** WHAT NEEDS TO BE DONE **
Write out the lines of all the records below again, changing "thickest" to "widest" and keeping everything else the same. Leave the pictures out of your answer.

Excerpts from point annotation data:

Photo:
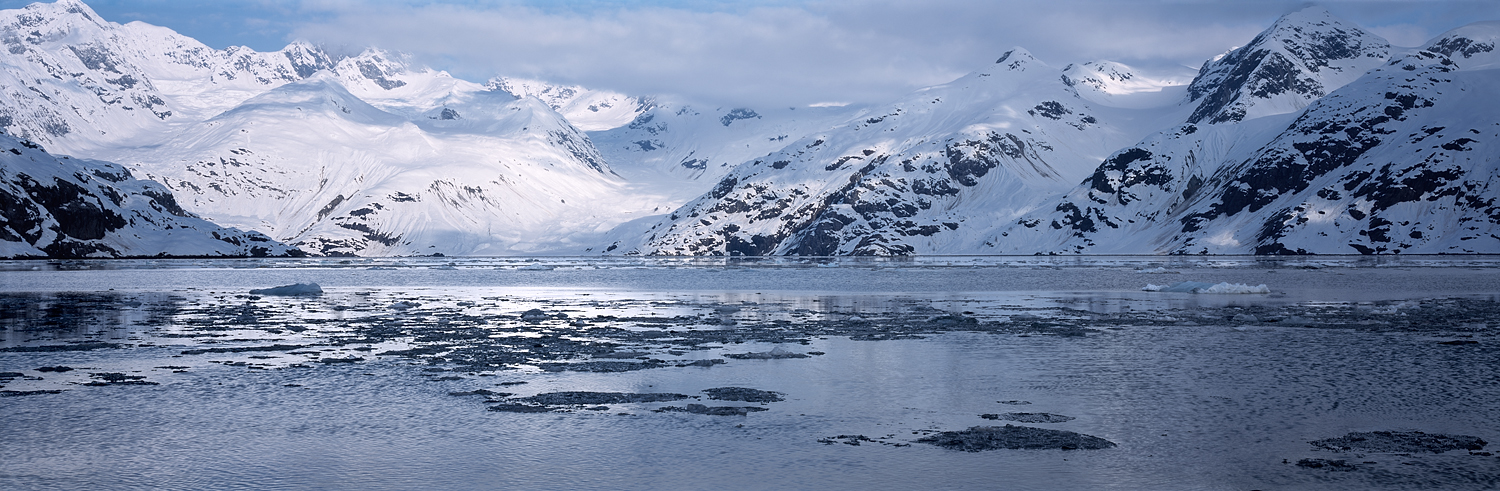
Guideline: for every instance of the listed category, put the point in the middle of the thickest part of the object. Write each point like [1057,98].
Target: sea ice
[1206,287]
[291,290]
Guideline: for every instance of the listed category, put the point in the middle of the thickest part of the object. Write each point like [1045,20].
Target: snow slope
[1401,159]
[909,177]
[66,207]
[341,155]
[587,108]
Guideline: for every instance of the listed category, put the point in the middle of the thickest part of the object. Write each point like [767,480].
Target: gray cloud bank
[797,53]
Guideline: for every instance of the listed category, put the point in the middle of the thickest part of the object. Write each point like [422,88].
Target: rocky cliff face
[1401,159]
[1299,59]
[66,207]
[341,155]
[909,177]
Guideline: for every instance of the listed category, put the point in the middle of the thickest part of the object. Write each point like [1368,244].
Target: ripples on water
[1191,397]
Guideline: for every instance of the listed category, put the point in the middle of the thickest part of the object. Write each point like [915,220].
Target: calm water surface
[1194,398]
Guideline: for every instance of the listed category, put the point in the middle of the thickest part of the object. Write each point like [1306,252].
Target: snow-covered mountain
[587,108]
[68,207]
[1314,137]
[341,155]
[681,149]
[1311,138]
[909,177]
[1304,56]
[1400,159]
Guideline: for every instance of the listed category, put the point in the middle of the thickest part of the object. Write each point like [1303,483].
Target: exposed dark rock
[1400,442]
[594,398]
[978,439]
[1029,418]
[711,410]
[744,395]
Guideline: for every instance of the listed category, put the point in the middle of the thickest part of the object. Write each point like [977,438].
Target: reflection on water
[351,389]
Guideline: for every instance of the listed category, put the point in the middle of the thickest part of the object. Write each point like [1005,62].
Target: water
[1193,397]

** RESPONSE TO THE TASK **
Photo:
Guideline: for every instance of the listed category, put the point in the middle of the widest part of the object. Write each point like [1057,98].
Target: sea ice
[1206,287]
[291,290]
Guideline: for every instance of the listed category, put the point in the middle of the widest part of the object. Write each point like [1045,20].
Target: snow slope
[1401,159]
[909,177]
[66,207]
[341,155]
[587,108]
Guideline: for every instance of the listed category, put the point in the middle of the widest part of the object. Write each point like [767,480].
Target: gray cloud bank
[797,53]
Guideline: for every instance of the listed category, put the point in the middle of the widest part of the object. Write each point like [422,88].
Target: rocky cliff face
[1401,159]
[1299,59]
[66,207]
[341,155]
[909,177]
Guideline: for every instance of the listed category, put the point in the middle of the widest part of the object. Write each point like [1368,244].
Target: ripples on water
[1191,397]
Guideline: for every instance of the listed category, put the point in the middle of the widest part of the object. Write each point like [915,220].
Target: calm water surface
[1194,398]
Guideline: for every instance of the listed category, put the point in the middle of the widest part of the object. Write each point like [1306,252].
Target: snow-covered mountain
[587,108]
[68,207]
[1314,137]
[341,155]
[681,149]
[1311,138]
[909,177]
[1304,56]
[1400,159]
Guideline: for every instance of the listed category, put the point in the middle of the widest part of the object. Write each point like [1303,483].
Target: exposed dark rock
[1400,442]
[594,398]
[978,439]
[1029,418]
[711,410]
[744,395]
Guideline: for every instance of the listed category, put the point in the middle of the widest part of the object. Write each point like [977,438].
Target: reflection on water
[351,389]
Guideline: for every instance of the listed category, put the point in the middle of the widest part of the object. Write each point like [1005,62].
Target: water
[1193,397]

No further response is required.